**Selected passage:**
"""

Beliefs Matter: Part One

Updated: Jul 16, 2019

For the next few weeks I'm going to be sharing a series of thoughts on the topic: Beliefs Matter.

This is Day One.

Human beings believe things.

We have beliefs about weighty matters like the meaning of life and what’s beyond the grave. We have beliefs about lesser issues like who makes the best pizza, or which smartphone is superior, iPhone or Android. We don’t give a second thought to some of our beliefs.

The sun rising tomorrow is never in question, we just believe it will.

A belief is an acceptance that something exists or is true. Belief normally implies the absence of doubt. I believe I will one day die. I am certain of it. At some point in time there will be a termination of all my biological functions that sustain me as a living organism. I have plenty of evidence to substantiate my belief.

There may not be factual certainty that something is true, but that doesn’t stop a person from believing it. Contrary to popular belief, if you are hit by a penny dropped from the Empire State Building it will not kill you. Lightning actually does strike the same place twice and many more times than that. Despite the National Enquirer, there is no proof Elvis is still alive, notwithstanding the recent citing at a Dairy Queen outside Memphis. And of course there’s the five-second rule – if you drop food on the floor and pick it up within five seconds it’s safe to eat. However, research shows that salmonella can survive on the floor for weeks. I suggest you follow the no-second rule.

Our beliefs shape and determine our experience of life and the world.

If you believe something is true, whether it factually is or not, it’s true for you. For centuries people believed the world was flat and feared the possibility of falling off the edge of the earth into an abyss of nothingness. In M. Night Shyamalan’s film, The Village, inhabitants are made to believe

and fear evil creatures in the surrounding woods, an elaborate scheme used by the Elders to forbid

people from leaving.

"""

**Records:**
"""

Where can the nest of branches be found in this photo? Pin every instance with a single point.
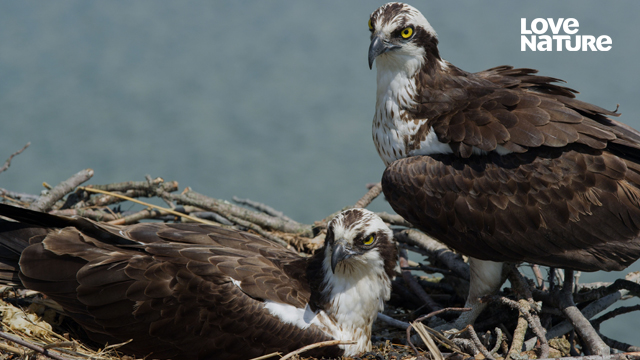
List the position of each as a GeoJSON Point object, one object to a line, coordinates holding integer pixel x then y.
{"type": "Point", "coordinates": [537, 317]}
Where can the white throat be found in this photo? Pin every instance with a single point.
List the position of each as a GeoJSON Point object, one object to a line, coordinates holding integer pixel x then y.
{"type": "Point", "coordinates": [357, 293]}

"""

**Required action 1:**
Answer these questions from the beliefs post, one line each:
(a) On what date was the post updated?
(b) According to the research mentioned, how long can salmonella survive on the floor?
(c) In the film The Village, who uses the elaborate scheme to forbid people from leaving?
**Required action 2:**
Edit the beliefs post from "Updated: Jul 16, 2019" to "beings believe things.", putting "reflections" in place of "thoughts".
**Required action 3:**
Recast the paragraph of the beliefs post that begins "A belief is an acceptance" as a short bulleted list that keeps its main facts.

**Task response 1:**
(a) Jul 16, 2019
(b) For weeks
(c) The Elders

**Task response 2:**
Updated: Jul 16, 2019

For the next few weeks I'm going to be sharing a series of reflections on the topic: Beliefs Matter.

This is Day One.

Human beings believe things.

**Task response 3:**
- A belief is an acceptance that something exists or is true.
- Belief normally implies the absence of doubt.
- The writer believes, and is certain, that one day all the biological functions sustaining them as a living organism will end.
- The writer has plenty of evidence to support this belief.